**Metin**
────────────────
Kriz Derinleşiyor Sınıf Savaşı Büyüyor
24 Haziran seçimlerine; derinleşen kriz ortamında giren Erdoğan rejimi, seçim mitinglerinde iktidar olduğu takirdirde; enflasyon, döviz artışı, faiz oranlarını düşüreceğini beyan etti. Seçimlerden istediği sonucu alan Erdoğan rejimi; kısa bir süre geçmesine rağmen, ekonomik krizin önüne geçemediği gibi hızla büyümesine katkı sunmuştur. Dövizin rekor artışı, enflasyon ve faizin pareler tırmanışıyla birlikte, Türkiye tarihinin en derin ekonomik krizlerinden birini yaşamaktadır. Bu krizin faturası emekçilere kesilmeye çalışılmaktadır. Gündelik hayatın bir parçası hâline gelmiş zamlar ve rekor seviyelere gelmiş işsizlik oranlarıyla birlikte, henüz işini kaybetmemiş sınıfın çalışan kesimlerine kölelik koşullarında çalışmayı dayatmaktadır. 24 Hazirandan sonra OHAL’in kalmasıyla birlikte; bugüne dek çıkartılmış tüm KHK’lar yasallaştırılıp kalıcı bir hâle sokulmuştur. Toplumsal muhalefet ve işçi hareketi ağır baskı altındadır. Büyüyen ekonomik krizi; ABD ile yaşadığı diplomatik krize indirgeyen Erdoğan, bu durumu milli bir dava ilan ederek, krize karşı oluşacak tepkiyi milliyetçi bir potaya sokup ABD karşıtlığı eşliğinde emekçi kitlelerden kendisine destek istemektedir. Kriz ve döviz artışıyla ilgili haber ve sosyal medya paylaşımlarında bulunanlara karşı cadı avı başlatmış, onları ABD yanlısı ekonomi teröristleri ilan etmiştir. Erdoğan’ın en büyük korkusu krize karşı militan bir işçi hareketinin filizlenenmesidir. Bu korkusunu bertaraf etmek için; ekonomi alanında dış güçlere karşı milli bir savaş yürütüldüğünü, bu savaşı kazanacağını, kendisine karşı gelişicek muhalefet daha filizlenmeden terörize etmenin ideolojik argümanını üretmektedir. Kendi emrinde olan medyası, sürekli olarak bunun ideolojik propogandasını yapsa da, muhalif medya ağlarına cadı avı başlatsada kaslarını esnetmeye başlayan ve militanlaşan işçi hareketinin doğuşuna engel olamamaktadır. Flomer, Cargill, 3. Havalimanı direnişleri bu durumun müjdecisidir. Bu makalemizde, gelişen işçi direnişlerini mercek altına alıp, kendimize devrimci görevler çıkarma gayreti içinde olacağız.
────────────────
**Çıkarılan bilgiler**

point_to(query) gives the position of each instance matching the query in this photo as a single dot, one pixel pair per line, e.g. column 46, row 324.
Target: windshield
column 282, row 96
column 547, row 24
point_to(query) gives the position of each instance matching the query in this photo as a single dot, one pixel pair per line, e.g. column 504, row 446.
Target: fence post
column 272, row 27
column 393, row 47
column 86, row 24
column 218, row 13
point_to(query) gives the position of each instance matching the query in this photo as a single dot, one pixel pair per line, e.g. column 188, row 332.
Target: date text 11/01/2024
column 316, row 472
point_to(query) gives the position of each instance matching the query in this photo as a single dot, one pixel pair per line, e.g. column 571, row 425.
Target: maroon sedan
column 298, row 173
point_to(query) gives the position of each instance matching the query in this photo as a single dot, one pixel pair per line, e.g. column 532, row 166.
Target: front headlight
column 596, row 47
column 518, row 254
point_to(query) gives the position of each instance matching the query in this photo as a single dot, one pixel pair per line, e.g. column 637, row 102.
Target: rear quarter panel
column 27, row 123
────────────────
**Görev 1**
Yukarıdaki ekonomik kriz metnine göre şu soruları yanıtlayın:
(a) Erdoğan rejimi seçim mitinglerinde iktidar olursa neleri düşüreceğini beyan etti?
(b) 24 Hazirandan sonra OHAL'in kalmasıyla birlikte çıkartılmış KHK'lara ne oldu?
(c) Erdoğan büyüyen ekonomik krizi neye indirgiyor?
**Görev 2**
Ekonomik kriz metninde adı geçen bütün işçi direnişlerini sıralayın.
**Görev 3**
Ekonomik kriz metnini son cümlesinden sonra gelecek biçimde sürdürün.

**Nihai cevap 1**
(a) Enflasyon, döviz artışı ve faiz oranları.
(b) Yasallaştırılıp kalıcı bir hâle sokuldu.
(c) ABD ile yaşadığı diplomatik krize.

**Nihai cevap 2**
Flomer, Cargill, 3. Havalimanı

**Nihai cevap 3**
a) Flormar Direniş Notları
Kozmetik bakım ürünleri imalatı sektöründe; Gebze Organize Sanayi Sitesinde faaliyet yürüten Flormer fabrikasında 15 Mayıs’tan bugüne direniş devam ediyor. Kadın işçilerin yoğun çalıştığı fabrikada, ücretlerin çok düşük olması; baskı ve mobingin yaygın olması; iş sağlığı ve güvenliğinden yoksun şekilde çalışan işçiler, iş koşullarını iyileştirmek için Petrol-İş sendikasında örgütlenmeye karar verdi. 2018’in Ocak ayında başlayan örgütlenme süreci iki hafta gibi kısa bir sürede %51 çoğunluğu sağladı. Patronların buna cevabı klasik bir yöntem olan öncü işçileri işten atmak oldu. Herşeye rağmen işçilerin örgütlenme iradesi kırılamayınca, yeni yöntem olarak toplu işçi kıyımı seçildi. 400 işçinin çalıştığı fabrikada; 120 işçi işten atıldı. İşçi kıyımı süreci, direnişi kırmadığı gibi daha da güçlendirdi. Patronun ve onların emrinde ki polisin tüm taciz ve baskılarına rağmen işçilerin birlik olma ve örgütlenme iradesi kırılamamıştır.
Flomer direnişini bizim için değerli ve özel kılan noktalar şunlardır: 24 Haziran seçimleri arifesinde, OHAL ve seçim konjektürü sertliğinin içinde; büyüyen ekonomik krize karşı çıkmış olan ilk direniş olması
Bu direnişte kadın işçilerin öncü özne konumunda olmasıdır. Kadın işçilerin mobinge maruz kalması ve ücretlerinin erkek işçilere oranla düşük olması; eşit işe eşit ücret talebini pratiğin içinde yaşatmasıdır. Bu talep aynı zamanda 8 Mart’ı ortaya çıkaran Dünya Emekçi Kadın Hareketinin tarihsel taleplerinden birisidir. Bugün Türkiye’de bu koşullarda çalışan milyonlarca kadın emekçi vardır. Krizin , otoriterleşmenin, ataerkiliğin, islami ideoloji altında devlet eliyle sistematik olarak kadınların itibarsızlaştığı günümüzde, tohumlarını emekçi kadınların içinde eken; devrimci kadın hareketinin doğmasının nesnel zincirini de oluşturmaktadır.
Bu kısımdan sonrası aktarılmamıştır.